Written problem
Can you output the material exactly as written, minus any pictures it holds?
● ● ● ● ● ● ●
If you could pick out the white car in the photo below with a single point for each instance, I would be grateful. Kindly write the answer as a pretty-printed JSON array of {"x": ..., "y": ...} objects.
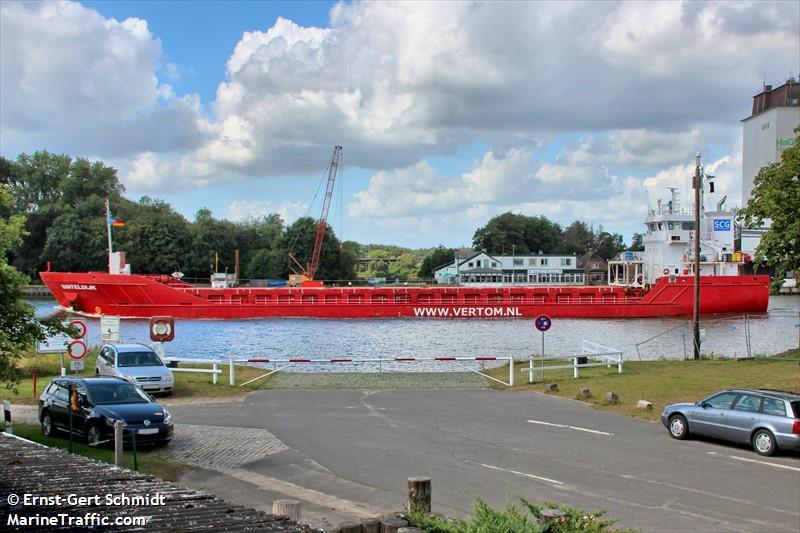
[{"x": 138, "y": 364}]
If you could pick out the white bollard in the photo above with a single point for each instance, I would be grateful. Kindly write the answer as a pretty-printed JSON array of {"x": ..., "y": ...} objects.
[
  {"x": 118, "y": 442},
  {"x": 9, "y": 427}
]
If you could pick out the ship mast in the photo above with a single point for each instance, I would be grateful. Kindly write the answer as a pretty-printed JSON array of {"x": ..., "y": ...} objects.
[
  {"x": 698, "y": 185},
  {"x": 108, "y": 227}
]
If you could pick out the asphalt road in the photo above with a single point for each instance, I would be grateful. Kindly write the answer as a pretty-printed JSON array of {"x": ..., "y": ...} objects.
[{"x": 361, "y": 446}]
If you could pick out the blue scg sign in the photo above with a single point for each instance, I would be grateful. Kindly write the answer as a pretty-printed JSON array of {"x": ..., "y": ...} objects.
[{"x": 722, "y": 224}]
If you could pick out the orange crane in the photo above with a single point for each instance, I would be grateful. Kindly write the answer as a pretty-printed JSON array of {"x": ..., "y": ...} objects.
[{"x": 307, "y": 273}]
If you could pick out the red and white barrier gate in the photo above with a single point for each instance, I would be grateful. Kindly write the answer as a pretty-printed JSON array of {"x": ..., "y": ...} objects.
[{"x": 281, "y": 364}]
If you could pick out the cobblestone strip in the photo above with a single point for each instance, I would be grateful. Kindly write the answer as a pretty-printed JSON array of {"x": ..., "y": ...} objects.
[{"x": 221, "y": 447}]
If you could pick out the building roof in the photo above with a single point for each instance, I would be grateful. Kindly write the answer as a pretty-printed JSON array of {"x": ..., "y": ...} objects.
[{"x": 30, "y": 468}]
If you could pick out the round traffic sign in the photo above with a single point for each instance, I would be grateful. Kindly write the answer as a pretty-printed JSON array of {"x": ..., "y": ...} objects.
[
  {"x": 76, "y": 350},
  {"x": 543, "y": 323},
  {"x": 80, "y": 325}
]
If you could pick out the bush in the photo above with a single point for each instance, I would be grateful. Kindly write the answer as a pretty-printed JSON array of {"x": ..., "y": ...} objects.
[{"x": 513, "y": 520}]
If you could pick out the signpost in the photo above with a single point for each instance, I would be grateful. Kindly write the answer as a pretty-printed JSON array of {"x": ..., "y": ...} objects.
[
  {"x": 542, "y": 323},
  {"x": 73, "y": 345},
  {"x": 109, "y": 328}
]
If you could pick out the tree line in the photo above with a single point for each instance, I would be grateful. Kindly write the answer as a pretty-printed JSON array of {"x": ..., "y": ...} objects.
[{"x": 63, "y": 202}]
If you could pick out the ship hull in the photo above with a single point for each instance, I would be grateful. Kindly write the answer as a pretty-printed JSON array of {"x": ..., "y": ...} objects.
[{"x": 138, "y": 296}]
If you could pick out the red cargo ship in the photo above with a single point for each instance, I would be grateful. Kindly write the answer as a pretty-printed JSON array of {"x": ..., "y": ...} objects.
[
  {"x": 654, "y": 283},
  {"x": 132, "y": 295}
]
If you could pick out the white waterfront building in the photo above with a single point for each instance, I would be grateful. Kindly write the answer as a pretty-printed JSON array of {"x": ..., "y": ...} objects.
[{"x": 481, "y": 268}]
● ● ● ● ● ● ●
The answer
If you could pick out the white car in the photo below with a single point for each instance, I would be grateful. Kindly write the answer as a pretty-printed JSON array of {"x": ..., "y": ...} objects.
[{"x": 138, "y": 364}]
If you could pick out the white bollard in the photo above with a single point for each instance, I would be grateful. Kindly write the answer as a pretty-printed JSON array of {"x": ..., "y": ...} objects.
[
  {"x": 118, "y": 442},
  {"x": 9, "y": 427}
]
If you could pick out the ship mast in the photo above with a single point for each instance, I would be grateful. Kindly write the answer as a pretty-printed JSON array of {"x": ..., "y": ...} objects.
[
  {"x": 698, "y": 185},
  {"x": 108, "y": 227}
]
If you could pick out the asphalt road in the photo above with a single point for each instance, I would be grateful. Kindly write the answer as a pretty-printed JSON array of {"x": ..., "y": ...} objects.
[{"x": 361, "y": 446}]
If you could pick out the blue scg sign in the photo above with a single point for each instance, I would be grateful. Kindly write the answer as a pretty-printed JSON array of {"x": ..., "y": ...} objects.
[{"x": 722, "y": 224}]
If you could pick out the orange crane in the photo above with a single point for each instance, I would be grateful. Kindly write the answer as a pretty-printed JSON array of {"x": ..., "y": ...} objects.
[{"x": 307, "y": 273}]
If you could pick out the red and white barrier gate in the photo above with a single point for each instance, I would be grateful. Kindly write the answer as a pretty-printed JSON array of {"x": ..., "y": ...} objects.
[{"x": 281, "y": 364}]
If you could pick out the cobblestone strip in the photo above with a single point for each instance, I would be grateful. Kindly write the answer as a pretty-printed JSON array of {"x": ..., "y": ...} objects.
[{"x": 221, "y": 447}]
If you could pick out the building roof in the photo above with a single point for each instance, I would be grateful. Kindly write the answer as a pretty-printed JSON array of {"x": ..., "y": ...} objects.
[{"x": 30, "y": 468}]
If you could pick out the round traffic sign in the photo above with a single point for each instance, I would be grateful. Kindly write the answer as a pretty-printed JSON array of {"x": ..., "y": ...} objects.
[
  {"x": 76, "y": 350},
  {"x": 543, "y": 323},
  {"x": 80, "y": 325}
]
If you could pick out the bush in the photo above with a single point for each instance, I would be grateful. Kindly write the answer as a pretty-printed JSON array of {"x": ..., "y": ...} objects.
[{"x": 513, "y": 520}]
If you could pick out the signpost in the photo above with a single point for each instance, I would be grateful. Kindly write the answer as a pretty-printed JSON array of {"x": ..., "y": ...} objects.
[
  {"x": 542, "y": 323},
  {"x": 73, "y": 345},
  {"x": 109, "y": 328}
]
If you could pick out the tree line in the photo above with a single point for each instance, I would be grateful. Kindly write the answer as a pretty-printed JSON array of {"x": ..., "y": ...} objects.
[{"x": 63, "y": 202}]
If you could pick out the ship hull in the photo above with a single point for each instance, I would be grateful. Kindly write the answer as a pretty-printed JSON array of {"x": ..., "y": ...} objects.
[{"x": 138, "y": 296}]
If you could pick out the red cargo ship in the photo above with a single point for each instance, I would be grateful. Kindly write the answer as a pretty-printed JSON array of {"x": ..., "y": ...} objects.
[
  {"x": 654, "y": 283},
  {"x": 132, "y": 295}
]
If you could pick out the white waterfront building in the photo above with a single point for each instance, I would be grateful. Kindly write the answer as a pretty-printed JSON array of {"x": ..., "y": ...} objects.
[{"x": 481, "y": 268}]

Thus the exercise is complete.